* Start Information given *

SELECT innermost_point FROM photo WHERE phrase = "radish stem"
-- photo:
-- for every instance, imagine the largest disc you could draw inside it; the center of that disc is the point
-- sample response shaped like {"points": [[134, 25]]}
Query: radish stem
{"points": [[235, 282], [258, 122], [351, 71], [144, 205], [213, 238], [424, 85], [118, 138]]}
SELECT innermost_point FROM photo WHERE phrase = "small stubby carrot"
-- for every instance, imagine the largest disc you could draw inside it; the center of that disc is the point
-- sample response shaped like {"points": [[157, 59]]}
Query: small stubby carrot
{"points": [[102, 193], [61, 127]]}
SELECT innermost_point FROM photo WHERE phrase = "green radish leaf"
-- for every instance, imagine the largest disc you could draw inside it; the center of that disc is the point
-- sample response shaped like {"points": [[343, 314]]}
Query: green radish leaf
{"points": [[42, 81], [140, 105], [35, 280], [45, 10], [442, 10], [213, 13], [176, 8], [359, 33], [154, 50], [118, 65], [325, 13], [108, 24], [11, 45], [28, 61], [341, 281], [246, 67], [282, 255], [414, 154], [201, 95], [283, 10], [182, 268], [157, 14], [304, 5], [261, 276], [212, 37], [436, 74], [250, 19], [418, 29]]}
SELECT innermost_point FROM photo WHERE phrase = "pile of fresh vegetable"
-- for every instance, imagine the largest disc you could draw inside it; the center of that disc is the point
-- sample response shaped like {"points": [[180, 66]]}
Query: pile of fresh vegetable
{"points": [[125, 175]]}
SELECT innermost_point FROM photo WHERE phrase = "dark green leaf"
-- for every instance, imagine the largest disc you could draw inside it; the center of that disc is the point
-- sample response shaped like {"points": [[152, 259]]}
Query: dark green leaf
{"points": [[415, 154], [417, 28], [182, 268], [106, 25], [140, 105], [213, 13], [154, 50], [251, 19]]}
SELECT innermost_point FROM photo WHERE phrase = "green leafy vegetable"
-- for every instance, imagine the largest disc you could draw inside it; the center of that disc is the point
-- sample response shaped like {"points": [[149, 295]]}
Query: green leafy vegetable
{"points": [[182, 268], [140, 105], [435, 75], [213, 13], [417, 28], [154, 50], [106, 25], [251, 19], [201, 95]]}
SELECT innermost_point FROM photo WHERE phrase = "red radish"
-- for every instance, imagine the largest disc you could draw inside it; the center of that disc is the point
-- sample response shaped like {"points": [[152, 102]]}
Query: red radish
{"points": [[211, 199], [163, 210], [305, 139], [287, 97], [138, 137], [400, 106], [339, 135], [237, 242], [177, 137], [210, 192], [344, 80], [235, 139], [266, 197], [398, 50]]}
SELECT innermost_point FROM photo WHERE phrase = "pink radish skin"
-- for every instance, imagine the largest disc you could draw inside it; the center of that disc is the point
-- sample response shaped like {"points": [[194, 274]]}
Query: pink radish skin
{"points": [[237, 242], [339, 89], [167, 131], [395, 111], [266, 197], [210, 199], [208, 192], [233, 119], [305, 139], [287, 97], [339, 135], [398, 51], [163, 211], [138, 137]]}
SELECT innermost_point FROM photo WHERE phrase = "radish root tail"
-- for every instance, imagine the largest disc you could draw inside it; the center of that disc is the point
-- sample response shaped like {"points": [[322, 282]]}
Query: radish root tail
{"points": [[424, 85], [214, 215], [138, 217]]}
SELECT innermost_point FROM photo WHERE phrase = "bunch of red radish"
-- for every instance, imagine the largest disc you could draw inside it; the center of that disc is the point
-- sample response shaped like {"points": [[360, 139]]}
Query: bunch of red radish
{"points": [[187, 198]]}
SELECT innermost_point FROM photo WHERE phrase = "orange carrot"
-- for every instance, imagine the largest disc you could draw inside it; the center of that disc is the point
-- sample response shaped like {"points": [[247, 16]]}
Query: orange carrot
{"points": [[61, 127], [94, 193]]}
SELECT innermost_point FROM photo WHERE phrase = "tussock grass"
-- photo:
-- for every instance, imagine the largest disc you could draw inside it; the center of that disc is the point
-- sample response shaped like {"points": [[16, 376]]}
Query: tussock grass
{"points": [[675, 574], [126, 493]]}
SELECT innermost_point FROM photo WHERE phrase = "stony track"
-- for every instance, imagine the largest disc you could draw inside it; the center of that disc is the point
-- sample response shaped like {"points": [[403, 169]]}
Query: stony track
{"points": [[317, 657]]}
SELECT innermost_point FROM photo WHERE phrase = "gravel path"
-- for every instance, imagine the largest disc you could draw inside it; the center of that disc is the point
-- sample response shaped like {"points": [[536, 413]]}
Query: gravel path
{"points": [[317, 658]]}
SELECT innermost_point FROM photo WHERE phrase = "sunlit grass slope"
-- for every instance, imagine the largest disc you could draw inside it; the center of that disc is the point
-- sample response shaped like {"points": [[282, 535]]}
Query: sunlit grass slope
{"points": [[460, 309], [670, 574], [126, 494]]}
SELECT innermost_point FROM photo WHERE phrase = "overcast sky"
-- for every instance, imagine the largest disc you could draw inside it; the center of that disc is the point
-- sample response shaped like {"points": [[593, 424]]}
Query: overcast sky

* End Information given *

Short problem: Every entry should be printed again exactly as it stands.

Expected answer:
SELECT innermost_point FROM photo WHERE phrase = "radish stem"
-- photo:
-- for every instance, imagine the largest disc you could draw inside it; the center of that disc is the point
-- sample response shaped like {"points": [[134, 25]]}
Query: radish stem
{"points": [[235, 282], [258, 122], [351, 71], [144, 205], [213, 238], [424, 85], [118, 138]]}
SELECT innermost_point FROM photo WHERE phrase = "small stubby carrot"
-- for every instance, imagine the largest disc you could draw inside it; the center of that disc is the point
-- sample response shaped like {"points": [[157, 59]]}
Query: small stubby carrot
{"points": [[102, 193], [61, 127]]}
SELECT innermost_point FROM photo WHERE phrase = "green radish leaf"
-- for every instance, imagine the largest disc you could draw inside it; the center of that disc is the point
-- sample response shaped like {"points": [[343, 314]]}
Query: green radish leaf
{"points": [[42, 81], [140, 105], [35, 280], [45, 10], [442, 10], [213, 13], [176, 8], [359, 33], [154, 50], [118, 65], [325, 13], [108, 24], [11, 45], [28, 61], [341, 281], [246, 67], [282, 255], [414, 154], [201, 95], [283, 10], [182, 268], [157, 14], [304, 5], [261, 276], [212, 37], [436, 74], [250, 19], [418, 29]]}
SELECT innermost_point FROM photo WHERE phrase = "pile of fresh vegetable"
-- for every instance, imagine the largest disc you could draw inside it; the center of that disc is the point
-- sample response shaped like {"points": [[180, 66]]}
Query: pile of fresh vegetable
{"points": [[125, 175]]}
SELECT innermost_point FROM photo WHERE phrase = "dark green leaf"
-- for every instance, imagine the largest disc you could draw inside it; the center of that disc is the point
-- sample response shaped like {"points": [[152, 259]]}
Query: dark green leaf
{"points": [[415, 154], [417, 28], [182, 268], [106, 25], [140, 105], [213, 13], [154, 50], [251, 19]]}
SELECT innermost_point FROM photo WHERE phrase = "green leafy vegetable"
-- for every instance, imagine the largest disc you could draw inside it; the center of that disc is the point
-- sample response shaped like {"points": [[149, 295]]}
Query: green leafy vegetable
{"points": [[182, 268], [140, 105], [435, 75], [213, 13], [417, 28], [154, 50], [106, 25], [251, 19], [201, 95]]}
SELECT innermost_point FROM photo WHERE phrase = "red radish"
-- for every instance, imagine the largest disc you could draw inside it; the center of that disc is the point
-- sample response shaped like {"points": [[152, 102]]}
Query: red radish
{"points": [[211, 199], [163, 210], [305, 139], [287, 97], [138, 137], [400, 106], [339, 135], [237, 242], [177, 137], [210, 192], [344, 80], [235, 139], [266, 197], [398, 50]]}
SELECT innermost_point FROM photo WHERE phrase = "pink radish skin"
-- for every instance, imagine the largest disc you could draw inside it; the center of that disc is the point
-- sample response shaped like {"points": [[194, 274]]}
Query: pink radish skin
{"points": [[237, 242], [339, 89], [167, 131], [395, 111], [266, 197], [210, 199], [208, 192], [233, 119], [305, 139], [287, 97], [339, 135], [398, 51], [163, 211], [138, 137]]}
SELECT innermost_point FROM photo WHERE phrase = "radish root tail"
-- for every instance, imagine the largest disc you could draw inside it; the center of that disc is the point
-- sample response shaped like {"points": [[322, 282]]}
Query: radish root tail
{"points": [[424, 85], [214, 215], [138, 217]]}
SELECT innermost_point FROM photo WHERE phrase = "bunch of red radish"
-- for every instance, imagine the largest disc you could draw inside it; the center of that disc is the point
-- sample response shaped like {"points": [[360, 139]]}
Query: bunch of red radish
{"points": [[187, 198]]}
SELECT innermost_point FROM photo WHERE phrase = "orange carrot"
-- for every instance, imagine the largest disc you could draw inside it; the center of that disc is the point
-- sample response shaped like {"points": [[247, 16]]}
Query: orange carrot
{"points": [[61, 127], [94, 193]]}
SELECT innermost_point FROM photo WHERE phrase = "tussock grass"
-- photo:
-- for every instance, imagine the largest disc you could draw inside it; the center of that disc is the point
-- sample response shaped like {"points": [[16, 376]]}
Query: tussock grass
{"points": [[675, 574], [126, 493]]}
SELECT innermost_point FROM photo WHERE phrase = "stony track"
-- for every instance, imagine the largest disc you could draw inside it; the center of that disc is the point
-- sample response shaped like {"points": [[403, 169]]}
Query: stony track
{"points": [[317, 657]]}
SELECT innermost_point FROM photo WHERE phrase = "gravel path"
-- for every instance, imagine the largest disc you could draw inside it; the center of that disc is the point
-- sample response shaped like {"points": [[536, 413]]}
Query: gravel path
{"points": [[317, 658]]}
SELECT innermost_point FROM photo WHERE phrase = "sunlit grass slope"
-- for every instance, imagine the largest disc you could draw inside it; the center of that disc is the point
-- sample response shaped like {"points": [[282, 535]]}
Query: sunlit grass slope
{"points": [[460, 309], [670, 574], [126, 494]]}
SELECT innermost_point FROM photo WHERE phrase = "overcast sky"
-- for every instance, imagine the largest disc you could draw inside it; the center of that disc is the point
-- sample response shaped like {"points": [[593, 424]]}
Query: overcast sky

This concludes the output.